Collected data
--*--
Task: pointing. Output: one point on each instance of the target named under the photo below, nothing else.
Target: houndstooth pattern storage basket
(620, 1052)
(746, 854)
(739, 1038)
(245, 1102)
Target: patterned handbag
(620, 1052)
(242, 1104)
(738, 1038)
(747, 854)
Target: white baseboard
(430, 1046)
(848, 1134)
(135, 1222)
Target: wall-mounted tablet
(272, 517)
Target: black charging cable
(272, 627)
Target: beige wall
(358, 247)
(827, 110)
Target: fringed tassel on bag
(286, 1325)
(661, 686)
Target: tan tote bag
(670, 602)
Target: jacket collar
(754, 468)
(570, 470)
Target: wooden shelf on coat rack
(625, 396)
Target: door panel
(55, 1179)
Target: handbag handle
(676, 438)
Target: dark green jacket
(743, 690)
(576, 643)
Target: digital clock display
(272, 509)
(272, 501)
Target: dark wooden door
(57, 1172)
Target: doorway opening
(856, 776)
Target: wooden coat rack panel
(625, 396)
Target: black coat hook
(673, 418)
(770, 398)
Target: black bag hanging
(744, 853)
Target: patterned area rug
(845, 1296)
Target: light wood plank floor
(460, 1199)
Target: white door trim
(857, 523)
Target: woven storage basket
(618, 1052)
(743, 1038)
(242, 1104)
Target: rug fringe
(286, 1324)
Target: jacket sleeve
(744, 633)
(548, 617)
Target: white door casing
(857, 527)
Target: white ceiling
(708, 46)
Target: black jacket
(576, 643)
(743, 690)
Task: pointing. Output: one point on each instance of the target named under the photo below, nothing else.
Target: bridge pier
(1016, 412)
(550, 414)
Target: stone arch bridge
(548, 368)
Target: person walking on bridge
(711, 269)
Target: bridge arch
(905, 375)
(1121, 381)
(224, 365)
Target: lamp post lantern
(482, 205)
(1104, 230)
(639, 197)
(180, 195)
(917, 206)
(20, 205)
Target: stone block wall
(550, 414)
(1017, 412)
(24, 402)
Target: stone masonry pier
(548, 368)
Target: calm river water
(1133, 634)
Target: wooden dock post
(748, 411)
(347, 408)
--*--
= Written request =
Rewrite the rows above as a Markdown table with two columns, Line No. and Text. Number each nonblank line in order and leave out blank lines.

= Exercise result =
| Line No. | Text |
|---|---|
| 1 | Task: pointing. Output: one point on each instance of the target named under the photo below, nothing else. |
| 2 | Target: houndstooth pattern storage basket |
| 3 | (620, 1052) |
| 4 | (746, 854) |
| 5 | (739, 1038) |
| 6 | (245, 1102) |
| 7 | Target: patterned handbag |
| 8 | (620, 1052) |
| 9 | (242, 1104) |
| 10 | (738, 1038) |
| 11 | (747, 854) |
| 12 | Target: white baseboard |
| 13 | (430, 1046) |
| 14 | (848, 1134) |
| 15 | (135, 1222) |
| 16 | Target: wall-mounted tablet |
| 17 | (272, 517) |
| 18 | Target: black charging cable |
| 19 | (272, 627) |
| 20 | Target: beige wall |
| 21 | (358, 247) |
| 22 | (827, 110) |
| 23 | Target: fringed tassel on bag |
| 24 | (286, 1325) |
| 25 | (661, 686) |
| 26 | Target: tan tote bag |
| 27 | (670, 602) |
| 28 | Target: jacket collar |
| 29 | (754, 468) |
| 30 | (570, 470) |
| 31 | Target: wooden shelf on coat rack |
| 32 | (625, 396) |
| 33 | Target: door panel |
| 34 | (55, 1179) |
| 35 | Target: handbag handle |
| 36 | (676, 438) |
| 37 | Target: dark green jacket |
| 38 | (743, 690) |
| 39 | (576, 643) |
| 40 | Target: digital clock display |
| 41 | (272, 509) |
| 42 | (272, 501) |
| 43 | Target: dark wooden door |
| 44 | (57, 1172) |
| 45 | Target: doorway opening |
| 46 | (856, 776) |
| 47 | Target: wooden coat rack panel |
| 48 | (625, 396) |
| 49 | Target: black coat hook |
| 50 | (673, 418) |
| 51 | (770, 398) |
| 52 | Target: black bag hanging |
| 53 | (744, 853) |
| 54 | Target: patterned area rug |
| 55 | (845, 1296) |
| 56 | Target: light wood plank floor |
| 57 | (460, 1199) |
| 58 | Target: white door trim |
| 59 | (857, 523) |
| 60 | Target: woven storage basket |
| 61 | (618, 1052) |
| 62 | (743, 1038) |
| 63 | (242, 1104) |
| 64 | Target: rug fringe |
| 65 | (286, 1324) |
| 66 | Target: jacket sleeve |
| 67 | (744, 633) |
| 68 | (548, 617) |
| 69 | Target: white door casing |
| 70 | (857, 527) |
| 71 | Target: white ceiling |
| 72 | (708, 46) |
| 73 | Target: black jacket |
| 74 | (576, 643) |
| 75 | (743, 690) |
| 76 | Task: pointing. Output: one point on each instance of the target named under the photo below, nothing else. |
| 77 | Target: bridge pier |
| 78 | (1016, 412) |
| 79 | (550, 414) |
| 80 | Target: stone arch bridge |
| 81 | (548, 368) |
| 82 | Target: person walking on bridge |
| 83 | (711, 269) |
| 84 | Target: bridge arch |
| 85 | (905, 375) |
| 86 | (1121, 381) |
| 87 | (224, 365) |
| 88 | Target: lamp post lantern |
| 89 | (482, 205) |
| 90 | (1104, 230) |
| 91 | (639, 197) |
| 92 | (180, 195) |
| 93 | (917, 206) |
| 94 | (20, 205) |
| 95 | Target: stone block wall |
| 96 | (550, 414) |
| 97 | (1017, 412) |
| 98 | (24, 402) |
| 99 | Target: stone masonry pier |
| 100 | (548, 368) |
| 101 | Target: calm river water |
| 102 | (1133, 634) |
| 103 | Target: wooden dock post |
| 104 | (748, 411) |
| 105 | (347, 408) |